===== Given information =====

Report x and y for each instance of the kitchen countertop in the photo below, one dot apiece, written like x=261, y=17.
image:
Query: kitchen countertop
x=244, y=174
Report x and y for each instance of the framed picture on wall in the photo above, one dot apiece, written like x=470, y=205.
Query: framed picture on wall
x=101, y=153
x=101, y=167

=====
===== Given information =====

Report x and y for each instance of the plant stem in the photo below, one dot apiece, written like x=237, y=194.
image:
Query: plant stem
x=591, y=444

=====

## Given instruction
Please rewrite the material from the line containing "Report x and y for each instance of the kitchen" through the line containing "x=244, y=174", substituting "granite countertop" for "kitchen countertop" and keeping everything else the same.

## Complete response
Report x and y for each instance of the granite countertop in the photo below, one dot apiece, written like x=261, y=17.
image:
Query: granite countertop
x=244, y=174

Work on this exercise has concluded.